**GOAL OF THE EXERCISE:** Find each line in the items below that contains the word "stone" and copy every such line.

**AVAILABLE RECORDS:**
>> START
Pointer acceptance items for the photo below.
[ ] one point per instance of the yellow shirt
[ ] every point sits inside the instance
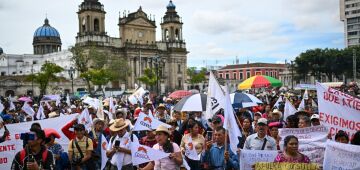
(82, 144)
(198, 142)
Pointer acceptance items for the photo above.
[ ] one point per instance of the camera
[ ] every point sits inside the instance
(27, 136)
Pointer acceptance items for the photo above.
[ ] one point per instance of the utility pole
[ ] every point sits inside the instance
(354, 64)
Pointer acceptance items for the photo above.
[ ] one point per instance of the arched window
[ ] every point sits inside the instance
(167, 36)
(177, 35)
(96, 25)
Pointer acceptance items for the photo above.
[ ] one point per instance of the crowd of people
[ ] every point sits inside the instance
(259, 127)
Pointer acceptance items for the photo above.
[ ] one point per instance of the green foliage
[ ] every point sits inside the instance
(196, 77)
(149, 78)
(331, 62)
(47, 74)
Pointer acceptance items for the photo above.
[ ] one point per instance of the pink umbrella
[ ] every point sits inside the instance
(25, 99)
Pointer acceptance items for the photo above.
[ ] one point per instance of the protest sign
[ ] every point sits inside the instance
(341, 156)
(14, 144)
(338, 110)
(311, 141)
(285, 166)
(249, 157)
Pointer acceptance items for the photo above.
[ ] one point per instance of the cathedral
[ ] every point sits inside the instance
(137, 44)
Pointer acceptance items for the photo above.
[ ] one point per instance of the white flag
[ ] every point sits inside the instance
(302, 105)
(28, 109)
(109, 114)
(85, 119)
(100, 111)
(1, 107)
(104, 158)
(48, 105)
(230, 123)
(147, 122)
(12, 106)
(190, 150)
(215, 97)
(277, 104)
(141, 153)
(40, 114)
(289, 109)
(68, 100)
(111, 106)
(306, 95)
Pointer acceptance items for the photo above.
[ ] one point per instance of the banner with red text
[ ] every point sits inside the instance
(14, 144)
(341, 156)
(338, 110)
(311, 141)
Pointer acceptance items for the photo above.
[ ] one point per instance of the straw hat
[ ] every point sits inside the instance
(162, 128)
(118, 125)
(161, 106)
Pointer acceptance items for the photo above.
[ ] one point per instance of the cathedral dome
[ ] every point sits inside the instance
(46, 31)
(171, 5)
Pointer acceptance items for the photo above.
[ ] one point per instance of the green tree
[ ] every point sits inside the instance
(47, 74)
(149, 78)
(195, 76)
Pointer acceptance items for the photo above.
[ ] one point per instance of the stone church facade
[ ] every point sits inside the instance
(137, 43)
>> END
>> START
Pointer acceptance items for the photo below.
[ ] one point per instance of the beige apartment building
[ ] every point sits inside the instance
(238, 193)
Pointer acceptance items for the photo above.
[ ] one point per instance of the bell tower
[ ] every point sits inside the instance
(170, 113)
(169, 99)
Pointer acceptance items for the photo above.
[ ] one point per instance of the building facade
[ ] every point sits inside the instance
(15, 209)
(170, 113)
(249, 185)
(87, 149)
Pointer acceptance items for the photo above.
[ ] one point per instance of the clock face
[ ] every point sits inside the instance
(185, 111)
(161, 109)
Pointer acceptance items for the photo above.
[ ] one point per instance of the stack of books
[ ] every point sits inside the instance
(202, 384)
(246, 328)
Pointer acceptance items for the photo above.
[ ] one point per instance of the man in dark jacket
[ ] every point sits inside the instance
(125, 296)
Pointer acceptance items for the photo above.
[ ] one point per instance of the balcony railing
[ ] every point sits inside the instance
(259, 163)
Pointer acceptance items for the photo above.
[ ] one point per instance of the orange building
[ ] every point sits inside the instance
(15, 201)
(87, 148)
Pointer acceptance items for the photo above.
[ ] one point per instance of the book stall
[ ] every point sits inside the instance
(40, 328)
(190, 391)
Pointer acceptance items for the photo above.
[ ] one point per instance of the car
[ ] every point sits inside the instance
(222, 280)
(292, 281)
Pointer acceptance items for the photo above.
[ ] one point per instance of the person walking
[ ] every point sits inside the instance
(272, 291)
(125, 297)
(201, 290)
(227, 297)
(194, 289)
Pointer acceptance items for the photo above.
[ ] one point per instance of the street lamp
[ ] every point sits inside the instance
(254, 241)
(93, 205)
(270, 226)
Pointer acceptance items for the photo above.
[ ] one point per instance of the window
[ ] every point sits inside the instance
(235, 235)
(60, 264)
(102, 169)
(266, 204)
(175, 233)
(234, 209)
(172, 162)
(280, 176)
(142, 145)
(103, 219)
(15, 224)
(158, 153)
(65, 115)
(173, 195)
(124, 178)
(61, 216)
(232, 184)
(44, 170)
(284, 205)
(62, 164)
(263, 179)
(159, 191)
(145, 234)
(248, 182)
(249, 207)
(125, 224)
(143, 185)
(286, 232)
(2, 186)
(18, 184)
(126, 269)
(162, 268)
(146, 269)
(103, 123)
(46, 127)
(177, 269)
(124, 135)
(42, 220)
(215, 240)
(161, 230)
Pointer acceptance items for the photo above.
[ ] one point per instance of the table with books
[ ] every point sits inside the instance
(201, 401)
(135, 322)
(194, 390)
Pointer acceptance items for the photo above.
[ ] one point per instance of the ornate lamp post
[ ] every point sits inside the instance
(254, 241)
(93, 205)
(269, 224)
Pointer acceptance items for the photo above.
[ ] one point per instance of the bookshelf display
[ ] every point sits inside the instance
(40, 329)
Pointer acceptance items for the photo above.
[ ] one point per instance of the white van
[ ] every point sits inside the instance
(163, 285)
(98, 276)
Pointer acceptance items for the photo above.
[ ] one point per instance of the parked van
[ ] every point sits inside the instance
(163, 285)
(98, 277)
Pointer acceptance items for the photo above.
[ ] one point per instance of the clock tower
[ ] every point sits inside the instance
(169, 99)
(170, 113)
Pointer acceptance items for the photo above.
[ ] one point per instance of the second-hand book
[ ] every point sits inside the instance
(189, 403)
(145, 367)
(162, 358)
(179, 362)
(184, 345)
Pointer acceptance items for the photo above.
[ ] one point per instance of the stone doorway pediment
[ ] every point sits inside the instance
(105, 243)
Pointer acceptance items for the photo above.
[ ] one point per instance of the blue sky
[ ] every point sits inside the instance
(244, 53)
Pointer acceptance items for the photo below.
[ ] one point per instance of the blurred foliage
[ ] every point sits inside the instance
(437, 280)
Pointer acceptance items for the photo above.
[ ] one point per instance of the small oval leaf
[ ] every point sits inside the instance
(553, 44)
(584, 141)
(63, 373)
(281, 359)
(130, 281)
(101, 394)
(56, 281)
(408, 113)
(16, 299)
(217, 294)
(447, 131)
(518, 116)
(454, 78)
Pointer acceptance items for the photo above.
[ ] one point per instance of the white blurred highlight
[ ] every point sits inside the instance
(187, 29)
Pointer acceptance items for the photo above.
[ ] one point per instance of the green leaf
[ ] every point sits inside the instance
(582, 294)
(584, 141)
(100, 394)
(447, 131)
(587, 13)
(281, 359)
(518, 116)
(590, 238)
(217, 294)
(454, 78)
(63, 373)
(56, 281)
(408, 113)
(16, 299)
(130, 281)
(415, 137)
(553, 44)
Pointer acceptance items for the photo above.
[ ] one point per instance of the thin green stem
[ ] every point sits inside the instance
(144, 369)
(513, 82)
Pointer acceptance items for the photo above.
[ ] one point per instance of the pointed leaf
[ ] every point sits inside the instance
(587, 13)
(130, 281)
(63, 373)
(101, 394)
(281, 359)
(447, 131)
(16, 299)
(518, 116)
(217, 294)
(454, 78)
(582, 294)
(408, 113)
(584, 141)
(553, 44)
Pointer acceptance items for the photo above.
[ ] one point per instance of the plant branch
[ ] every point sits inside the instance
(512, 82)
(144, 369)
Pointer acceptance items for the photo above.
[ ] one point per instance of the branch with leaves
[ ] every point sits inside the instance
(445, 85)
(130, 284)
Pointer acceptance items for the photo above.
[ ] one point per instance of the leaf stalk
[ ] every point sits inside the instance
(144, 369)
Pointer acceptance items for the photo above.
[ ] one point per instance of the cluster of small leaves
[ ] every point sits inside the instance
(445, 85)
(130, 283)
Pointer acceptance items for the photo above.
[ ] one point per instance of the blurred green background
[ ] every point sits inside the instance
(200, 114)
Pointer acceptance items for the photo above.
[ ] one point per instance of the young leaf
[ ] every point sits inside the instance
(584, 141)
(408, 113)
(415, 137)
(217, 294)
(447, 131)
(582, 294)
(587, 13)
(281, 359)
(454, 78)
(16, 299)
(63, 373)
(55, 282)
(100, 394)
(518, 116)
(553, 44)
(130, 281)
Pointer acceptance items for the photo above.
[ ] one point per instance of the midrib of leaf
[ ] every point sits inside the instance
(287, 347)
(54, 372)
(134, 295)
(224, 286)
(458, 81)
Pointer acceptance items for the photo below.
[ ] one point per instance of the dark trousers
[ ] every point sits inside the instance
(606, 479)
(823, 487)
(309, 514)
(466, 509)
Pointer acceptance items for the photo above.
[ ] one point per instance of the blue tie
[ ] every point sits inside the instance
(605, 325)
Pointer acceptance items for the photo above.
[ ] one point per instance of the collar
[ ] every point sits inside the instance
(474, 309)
>> END
**SOLVED EXERCISE:**
[ ] one point per instance of the stone church facade
[ ] one point per instance of the stone doorway pediment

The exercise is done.